> _WHAT THIS TASK INVOLVES_:
Repeat exactly the lines from the line containing "out the translucent" to the last line of the listing, including both.

┌─ DATA FOR THE TASK

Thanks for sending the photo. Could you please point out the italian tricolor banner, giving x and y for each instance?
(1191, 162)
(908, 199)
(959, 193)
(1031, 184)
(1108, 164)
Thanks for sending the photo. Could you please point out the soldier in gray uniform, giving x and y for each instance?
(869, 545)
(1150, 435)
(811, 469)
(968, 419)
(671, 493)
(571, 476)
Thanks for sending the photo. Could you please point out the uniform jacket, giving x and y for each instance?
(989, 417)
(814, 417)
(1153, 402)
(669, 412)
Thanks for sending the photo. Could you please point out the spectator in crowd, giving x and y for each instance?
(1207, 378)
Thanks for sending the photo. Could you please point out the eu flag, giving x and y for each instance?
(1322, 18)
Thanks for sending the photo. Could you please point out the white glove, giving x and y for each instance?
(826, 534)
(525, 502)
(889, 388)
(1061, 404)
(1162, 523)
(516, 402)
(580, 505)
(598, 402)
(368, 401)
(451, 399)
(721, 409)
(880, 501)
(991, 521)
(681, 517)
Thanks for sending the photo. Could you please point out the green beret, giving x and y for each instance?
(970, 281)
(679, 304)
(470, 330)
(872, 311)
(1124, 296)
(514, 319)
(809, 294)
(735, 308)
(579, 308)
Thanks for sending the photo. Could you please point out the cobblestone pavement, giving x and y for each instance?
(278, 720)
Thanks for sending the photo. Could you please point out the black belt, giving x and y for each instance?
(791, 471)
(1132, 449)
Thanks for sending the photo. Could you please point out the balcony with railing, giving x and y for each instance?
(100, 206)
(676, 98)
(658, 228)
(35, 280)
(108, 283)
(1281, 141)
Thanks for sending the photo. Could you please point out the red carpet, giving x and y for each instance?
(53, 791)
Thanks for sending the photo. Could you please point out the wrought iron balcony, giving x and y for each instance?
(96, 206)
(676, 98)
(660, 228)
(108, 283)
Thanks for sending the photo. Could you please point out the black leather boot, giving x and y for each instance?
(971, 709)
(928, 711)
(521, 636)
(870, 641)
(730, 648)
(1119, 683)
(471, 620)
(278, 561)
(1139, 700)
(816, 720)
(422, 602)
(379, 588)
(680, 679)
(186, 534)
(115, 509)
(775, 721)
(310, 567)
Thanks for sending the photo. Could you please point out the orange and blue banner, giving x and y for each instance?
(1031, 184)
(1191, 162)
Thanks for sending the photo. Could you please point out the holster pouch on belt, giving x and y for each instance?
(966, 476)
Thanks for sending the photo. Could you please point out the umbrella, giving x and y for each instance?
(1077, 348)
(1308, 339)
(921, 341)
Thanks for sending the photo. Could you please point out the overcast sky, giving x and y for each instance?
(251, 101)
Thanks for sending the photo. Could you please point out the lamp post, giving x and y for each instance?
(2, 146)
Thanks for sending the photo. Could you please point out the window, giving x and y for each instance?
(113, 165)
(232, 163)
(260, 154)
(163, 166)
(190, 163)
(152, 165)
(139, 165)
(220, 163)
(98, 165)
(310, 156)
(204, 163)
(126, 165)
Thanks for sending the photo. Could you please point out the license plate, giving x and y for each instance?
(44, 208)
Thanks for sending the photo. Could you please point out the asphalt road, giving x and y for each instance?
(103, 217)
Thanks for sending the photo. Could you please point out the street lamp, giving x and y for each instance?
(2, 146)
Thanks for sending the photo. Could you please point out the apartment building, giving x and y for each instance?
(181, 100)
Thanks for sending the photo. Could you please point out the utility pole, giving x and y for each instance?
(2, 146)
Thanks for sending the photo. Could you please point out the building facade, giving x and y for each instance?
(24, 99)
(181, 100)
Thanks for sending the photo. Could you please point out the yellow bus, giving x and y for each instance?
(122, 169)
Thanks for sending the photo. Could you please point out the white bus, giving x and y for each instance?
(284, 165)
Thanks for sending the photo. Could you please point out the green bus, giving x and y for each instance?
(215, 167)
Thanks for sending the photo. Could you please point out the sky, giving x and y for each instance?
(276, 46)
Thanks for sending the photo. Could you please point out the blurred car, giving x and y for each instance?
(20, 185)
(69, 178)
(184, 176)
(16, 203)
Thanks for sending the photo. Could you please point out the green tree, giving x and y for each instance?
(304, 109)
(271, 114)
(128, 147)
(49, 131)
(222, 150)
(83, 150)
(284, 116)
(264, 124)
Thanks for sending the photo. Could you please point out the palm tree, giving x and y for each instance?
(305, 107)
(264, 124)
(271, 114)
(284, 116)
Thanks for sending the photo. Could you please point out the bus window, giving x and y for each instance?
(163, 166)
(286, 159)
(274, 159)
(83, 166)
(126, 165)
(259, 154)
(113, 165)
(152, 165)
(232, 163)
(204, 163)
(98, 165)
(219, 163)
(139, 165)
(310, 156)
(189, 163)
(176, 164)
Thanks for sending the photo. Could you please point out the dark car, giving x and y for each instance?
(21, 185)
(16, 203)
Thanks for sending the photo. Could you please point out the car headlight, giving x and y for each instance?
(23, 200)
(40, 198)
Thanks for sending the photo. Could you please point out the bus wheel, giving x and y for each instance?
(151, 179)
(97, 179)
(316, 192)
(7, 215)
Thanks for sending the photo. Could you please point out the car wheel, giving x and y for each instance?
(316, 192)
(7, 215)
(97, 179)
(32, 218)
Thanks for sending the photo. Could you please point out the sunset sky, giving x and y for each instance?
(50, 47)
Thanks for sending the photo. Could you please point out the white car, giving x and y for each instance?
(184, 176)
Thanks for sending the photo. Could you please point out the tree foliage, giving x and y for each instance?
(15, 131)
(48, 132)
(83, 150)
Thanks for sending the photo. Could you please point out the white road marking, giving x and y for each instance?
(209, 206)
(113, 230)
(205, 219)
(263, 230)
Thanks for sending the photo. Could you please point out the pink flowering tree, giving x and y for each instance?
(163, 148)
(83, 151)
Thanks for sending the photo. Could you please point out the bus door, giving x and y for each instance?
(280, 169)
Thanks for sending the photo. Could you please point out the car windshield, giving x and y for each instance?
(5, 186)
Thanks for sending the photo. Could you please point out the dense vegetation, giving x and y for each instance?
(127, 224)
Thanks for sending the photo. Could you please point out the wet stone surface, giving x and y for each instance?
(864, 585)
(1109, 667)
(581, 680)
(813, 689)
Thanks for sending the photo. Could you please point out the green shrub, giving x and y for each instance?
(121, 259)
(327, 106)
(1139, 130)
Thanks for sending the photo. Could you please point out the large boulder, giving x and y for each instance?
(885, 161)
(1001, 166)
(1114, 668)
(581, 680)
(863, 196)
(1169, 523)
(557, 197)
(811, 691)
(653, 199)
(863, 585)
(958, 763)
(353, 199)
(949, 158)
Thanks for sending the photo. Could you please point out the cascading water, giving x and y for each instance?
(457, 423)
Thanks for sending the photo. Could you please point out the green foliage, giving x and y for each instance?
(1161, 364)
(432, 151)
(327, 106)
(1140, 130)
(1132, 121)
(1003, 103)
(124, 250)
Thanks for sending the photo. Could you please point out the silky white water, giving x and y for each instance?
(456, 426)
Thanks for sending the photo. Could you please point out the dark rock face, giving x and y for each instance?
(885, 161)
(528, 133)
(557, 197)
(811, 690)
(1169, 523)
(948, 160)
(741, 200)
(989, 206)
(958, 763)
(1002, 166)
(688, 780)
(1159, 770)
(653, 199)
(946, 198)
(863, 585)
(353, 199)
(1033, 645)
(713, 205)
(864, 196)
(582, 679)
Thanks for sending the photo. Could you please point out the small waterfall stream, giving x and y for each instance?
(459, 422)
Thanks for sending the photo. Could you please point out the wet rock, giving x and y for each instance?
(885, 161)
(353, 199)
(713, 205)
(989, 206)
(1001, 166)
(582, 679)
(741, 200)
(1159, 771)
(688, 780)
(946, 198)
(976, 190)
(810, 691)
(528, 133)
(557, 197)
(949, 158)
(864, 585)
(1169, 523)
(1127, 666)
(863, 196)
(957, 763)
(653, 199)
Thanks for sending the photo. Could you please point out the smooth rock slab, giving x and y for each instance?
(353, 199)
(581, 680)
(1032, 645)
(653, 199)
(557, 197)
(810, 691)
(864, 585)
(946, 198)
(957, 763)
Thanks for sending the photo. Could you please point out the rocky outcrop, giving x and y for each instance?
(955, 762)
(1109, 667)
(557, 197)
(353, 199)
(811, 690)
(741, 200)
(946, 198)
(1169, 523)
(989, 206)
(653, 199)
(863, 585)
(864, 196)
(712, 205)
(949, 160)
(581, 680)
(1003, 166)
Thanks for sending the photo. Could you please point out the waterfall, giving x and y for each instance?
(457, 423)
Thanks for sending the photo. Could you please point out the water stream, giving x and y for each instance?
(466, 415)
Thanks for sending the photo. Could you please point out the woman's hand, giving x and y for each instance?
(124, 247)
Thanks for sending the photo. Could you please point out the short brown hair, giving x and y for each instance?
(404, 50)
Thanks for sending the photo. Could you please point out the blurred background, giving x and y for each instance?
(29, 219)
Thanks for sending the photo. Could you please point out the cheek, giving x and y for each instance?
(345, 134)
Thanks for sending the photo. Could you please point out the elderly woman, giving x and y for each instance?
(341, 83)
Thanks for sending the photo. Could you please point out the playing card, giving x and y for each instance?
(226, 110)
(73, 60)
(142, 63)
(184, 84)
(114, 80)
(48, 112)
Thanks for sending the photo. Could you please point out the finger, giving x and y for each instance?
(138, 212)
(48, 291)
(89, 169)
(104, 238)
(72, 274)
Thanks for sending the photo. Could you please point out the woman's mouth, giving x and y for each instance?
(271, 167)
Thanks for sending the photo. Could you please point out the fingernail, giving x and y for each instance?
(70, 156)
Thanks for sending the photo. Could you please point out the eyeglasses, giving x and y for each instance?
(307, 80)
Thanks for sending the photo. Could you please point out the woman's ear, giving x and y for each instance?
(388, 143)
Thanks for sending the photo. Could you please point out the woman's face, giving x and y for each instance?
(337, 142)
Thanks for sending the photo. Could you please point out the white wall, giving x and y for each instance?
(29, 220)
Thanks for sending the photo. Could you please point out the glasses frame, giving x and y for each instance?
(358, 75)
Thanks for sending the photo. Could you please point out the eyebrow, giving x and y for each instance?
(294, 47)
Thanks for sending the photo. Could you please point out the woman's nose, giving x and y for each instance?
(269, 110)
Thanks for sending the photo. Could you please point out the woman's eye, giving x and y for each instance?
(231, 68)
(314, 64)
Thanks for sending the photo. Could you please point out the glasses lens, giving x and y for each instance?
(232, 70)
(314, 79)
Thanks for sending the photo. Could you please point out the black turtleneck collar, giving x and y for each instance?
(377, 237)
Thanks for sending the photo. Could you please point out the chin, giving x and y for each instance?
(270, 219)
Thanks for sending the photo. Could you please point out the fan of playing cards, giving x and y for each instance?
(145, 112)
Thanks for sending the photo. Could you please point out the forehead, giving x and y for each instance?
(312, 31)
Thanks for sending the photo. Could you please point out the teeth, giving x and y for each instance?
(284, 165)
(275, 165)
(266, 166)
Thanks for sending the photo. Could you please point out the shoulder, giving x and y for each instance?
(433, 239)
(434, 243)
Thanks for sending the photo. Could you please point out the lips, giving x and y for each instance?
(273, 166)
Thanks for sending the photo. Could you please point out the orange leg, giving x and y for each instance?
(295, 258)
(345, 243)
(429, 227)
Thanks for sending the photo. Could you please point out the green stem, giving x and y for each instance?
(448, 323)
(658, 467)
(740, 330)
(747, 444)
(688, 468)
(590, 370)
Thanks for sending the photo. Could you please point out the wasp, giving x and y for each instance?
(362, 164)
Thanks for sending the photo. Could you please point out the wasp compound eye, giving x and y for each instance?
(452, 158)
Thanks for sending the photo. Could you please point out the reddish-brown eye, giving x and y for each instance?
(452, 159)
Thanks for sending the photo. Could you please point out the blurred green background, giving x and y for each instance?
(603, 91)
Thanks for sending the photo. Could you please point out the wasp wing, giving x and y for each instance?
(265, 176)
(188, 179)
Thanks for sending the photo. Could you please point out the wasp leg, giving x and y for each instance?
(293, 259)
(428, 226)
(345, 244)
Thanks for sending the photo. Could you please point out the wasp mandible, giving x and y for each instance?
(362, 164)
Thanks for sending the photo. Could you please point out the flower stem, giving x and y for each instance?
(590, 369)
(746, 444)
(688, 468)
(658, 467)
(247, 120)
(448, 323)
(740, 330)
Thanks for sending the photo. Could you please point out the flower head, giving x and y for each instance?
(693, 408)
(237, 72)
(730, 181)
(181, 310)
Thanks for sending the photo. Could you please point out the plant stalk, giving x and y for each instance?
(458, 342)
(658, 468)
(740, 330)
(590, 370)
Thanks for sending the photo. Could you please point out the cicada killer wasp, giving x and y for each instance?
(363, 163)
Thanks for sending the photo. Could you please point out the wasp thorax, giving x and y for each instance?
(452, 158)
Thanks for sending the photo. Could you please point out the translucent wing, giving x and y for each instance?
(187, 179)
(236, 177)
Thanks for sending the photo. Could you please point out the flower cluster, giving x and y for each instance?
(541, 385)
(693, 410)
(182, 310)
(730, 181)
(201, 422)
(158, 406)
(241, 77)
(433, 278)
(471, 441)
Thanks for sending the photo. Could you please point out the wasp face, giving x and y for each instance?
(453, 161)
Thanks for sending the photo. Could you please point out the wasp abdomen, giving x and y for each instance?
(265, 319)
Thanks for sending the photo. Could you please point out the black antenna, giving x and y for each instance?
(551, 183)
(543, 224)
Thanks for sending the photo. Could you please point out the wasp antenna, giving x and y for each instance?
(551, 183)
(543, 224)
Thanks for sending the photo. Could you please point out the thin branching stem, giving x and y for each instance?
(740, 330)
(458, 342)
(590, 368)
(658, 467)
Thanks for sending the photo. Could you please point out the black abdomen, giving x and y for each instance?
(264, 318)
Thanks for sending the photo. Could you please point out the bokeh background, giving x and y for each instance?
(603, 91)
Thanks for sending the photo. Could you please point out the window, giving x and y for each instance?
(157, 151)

└─

> _TASK OUTPUT_:
Thanks for sending the photo. Could you please point out the translucent wing, giving x and y for each instance?
(187, 179)
(236, 177)
Thanks for sending the photo. Could you please point out the flower cluster, giving x and y for each instance?
(541, 385)
(693, 410)
(182, 310)
(730, 181)
(201, 422)
(158, 406)
(241, 77)
(433, 278)
(471, 441)
Thanks for sending the photo. Could you please point out the wasp face, giving x and y for each instance?
(453, 161)
Thanks for sending the photo. Could you please point out the wasp abdomen, giving x and y for each instance?
(265, 319)
Thanks for sending the photo. Could you please point out the black antenna, giving x and y for each instance?
(551, 183)
(543, 224)
Thanks for sending the photo. Could you please point out the wasp antenna, giving x and y for each instance?
(551, 183)
(543, 224)
Thanks for sending the photo. Could you please point out the thin branching stem, giving x and y for each instance?
(740, 330)
(458, 342)
(590, 368)
(658, 467)
Thanks for sending the photo. Could you please point out the black abdomen, giving x and y for each instance?
(264, 318)
Thanks for sending the photo. Could you please point out the bokeh background, giving x and y for each instance?
(603, 91)
Thanks for sending the photo. Could you please point out the window, giving x and y for each instance?
(157, 151)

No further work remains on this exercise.